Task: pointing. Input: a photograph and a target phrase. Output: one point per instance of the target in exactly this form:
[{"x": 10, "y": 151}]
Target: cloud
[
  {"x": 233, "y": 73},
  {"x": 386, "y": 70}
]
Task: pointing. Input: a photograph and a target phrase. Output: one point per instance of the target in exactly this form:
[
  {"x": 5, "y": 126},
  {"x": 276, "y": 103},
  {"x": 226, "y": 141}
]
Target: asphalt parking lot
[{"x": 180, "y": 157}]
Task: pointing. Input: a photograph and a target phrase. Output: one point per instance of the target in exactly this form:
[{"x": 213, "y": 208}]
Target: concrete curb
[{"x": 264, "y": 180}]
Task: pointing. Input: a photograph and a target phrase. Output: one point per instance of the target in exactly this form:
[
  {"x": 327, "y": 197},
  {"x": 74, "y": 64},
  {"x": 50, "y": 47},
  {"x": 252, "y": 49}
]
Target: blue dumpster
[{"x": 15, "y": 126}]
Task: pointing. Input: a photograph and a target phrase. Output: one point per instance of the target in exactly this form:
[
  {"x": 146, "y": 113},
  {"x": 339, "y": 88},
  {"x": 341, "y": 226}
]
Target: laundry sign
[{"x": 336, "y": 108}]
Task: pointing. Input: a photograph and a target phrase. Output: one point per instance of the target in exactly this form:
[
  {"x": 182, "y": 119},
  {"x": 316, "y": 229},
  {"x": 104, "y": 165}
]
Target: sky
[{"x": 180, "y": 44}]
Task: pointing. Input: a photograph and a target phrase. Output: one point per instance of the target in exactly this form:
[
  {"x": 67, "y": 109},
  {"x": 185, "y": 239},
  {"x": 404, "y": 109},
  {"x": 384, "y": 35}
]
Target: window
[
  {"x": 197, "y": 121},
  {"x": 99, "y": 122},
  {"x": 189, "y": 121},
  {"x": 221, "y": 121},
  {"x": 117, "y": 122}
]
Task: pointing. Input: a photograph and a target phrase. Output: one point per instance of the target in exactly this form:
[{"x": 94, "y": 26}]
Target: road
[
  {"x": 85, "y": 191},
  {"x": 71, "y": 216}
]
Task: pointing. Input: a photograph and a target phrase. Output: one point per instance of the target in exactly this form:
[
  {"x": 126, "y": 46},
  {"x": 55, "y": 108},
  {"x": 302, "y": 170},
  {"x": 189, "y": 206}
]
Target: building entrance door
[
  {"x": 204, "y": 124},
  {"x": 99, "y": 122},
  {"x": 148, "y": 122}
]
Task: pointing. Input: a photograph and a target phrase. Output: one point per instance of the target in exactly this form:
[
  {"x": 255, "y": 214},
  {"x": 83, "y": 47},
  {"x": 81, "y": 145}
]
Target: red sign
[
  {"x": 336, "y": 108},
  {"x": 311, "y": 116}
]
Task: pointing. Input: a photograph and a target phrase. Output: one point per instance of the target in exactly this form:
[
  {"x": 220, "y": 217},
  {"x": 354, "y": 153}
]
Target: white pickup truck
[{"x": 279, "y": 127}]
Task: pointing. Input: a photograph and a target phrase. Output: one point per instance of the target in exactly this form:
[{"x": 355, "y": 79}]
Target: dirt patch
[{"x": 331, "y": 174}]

|---|

### Given problem
Every entry needs to be retyped exactly.

### Full response
Task: pointing. Input: a photograph and a target phrase. Output: one point per instance of the target in exactly this form:
[{"x": 10, "y": 151}]
Target: cloud
[
  {"x": 233, "y": 73},
  {"x": 386, "y": 70}
]
Task: pointing. Input: a photograph and a target phrase. Output: one point per instance of the target in exactly this form:
[
  {"x": 5, "y": 126},
  {"x": 276, "y": 103},
  {"x": 226, "y": 141}
]
Target: asphalt parking lot
[{"x": 180, "y": 157}]
Task: pointing. Input: a photograph and a target phrase. Output: one point per instance of the target in exactly this form:
[{"x": 213, "y": 208}]
Target: concrete curb
[{"x": 264, "y": 180}]
Task: pointing. Input: a photograph and a target phrase. Output: one point per instance of the target in exactly this form:
[
  {"x": 327, "y": 197},
  {"x": 74, "y": 64},
  {"x": 50, "y": 47},
  {"x": 252, "y": 49}
]
Target: blue dumpster
[{"x": 15, "y": 126}]
Task: pointing. Input: a photograph and a target phrase. Output: one point per instance of the target in exactly this form:
[
  {"x": 146, "y": 113},
  {"x": 339, "y": 88},
  {"x": 341, "y": 226}
]
Target: laundry sign
[{"x": 336, "y": 108}]
Task: pointing. Input: a photograph and a target phrase. Output: one point per instance of the target in exactly this form:
[
  {"x": 182, "y": 119},
  {"x": 316, "y": 229},
  {"x": 104, "y": 165}
]
Target: sky
[{"x": 180, "y": 44}]
Task: pointing. Input: a photograph and a target phrase. Output: one point per instance of the target in exactly this form:
[
  {"x": 67, "y": 109},
  {"x": 185, "y": 239},
  {"x": 404, "y": 109},
  {"x": 384, "y": 35}
]
Target: window
[
  {"x": 197, "y": 121},
  {"x": 99, "y": 122},
  {"x": 189, "y": 121},
  {"x": 221, "y": 121},
  {"x": 117, "y": 122}
]
Task: pointing. Input: a photograph and a target phrase. Output: one point per instance of the target in exactly this form:
[{"x": 94, "y": 26}]
Target: road
[
  {"x": 85, "y": 191},
  {"x": 71, "y": 216}
]
Task: pointing. Input: a photograph and a target phrase. Output: one point per instance of the target in exactly this form:
[
  {"x": 126, "y": 46},
  {"x": 55, "y": 108},
  {"x": 302, "y": 170},
  {"x": 189, "y": 206}
]
Target: building entrance door
[
  {"x": 204, "y": 124},
  {"x": 99, "y": 122},
  {"x": 148, "y": 122}
]
Task: pointing. Input: a photograph and a target phrase. Output: one point per instance of the target in exactly this form:
[
  {"x": 255, "y": 214},
  {"x": 83, "y": 47},
  {"x": 81, "y": 145}
]
Target: red sign
[
  {"x": 336, "y": 108},
  {"x": 311, "y": 116}
]
Task: pointing. Input: a photograph and a target phrase. Output: one point per instance of the target in exactly this form:
[
  {"x": 220, "y": 217},
  {"x": 354, "y": 153}
]
Target: white pickup truck
[{"x": 279, "y": 127}]
Task: pointing. Input: a photograph and a target phrase. Output: one point per instance of the target in exactly this form:
[{"x": 355, "y": 79}]
Target: dirt patch
[{"x": 331, "y": 174}]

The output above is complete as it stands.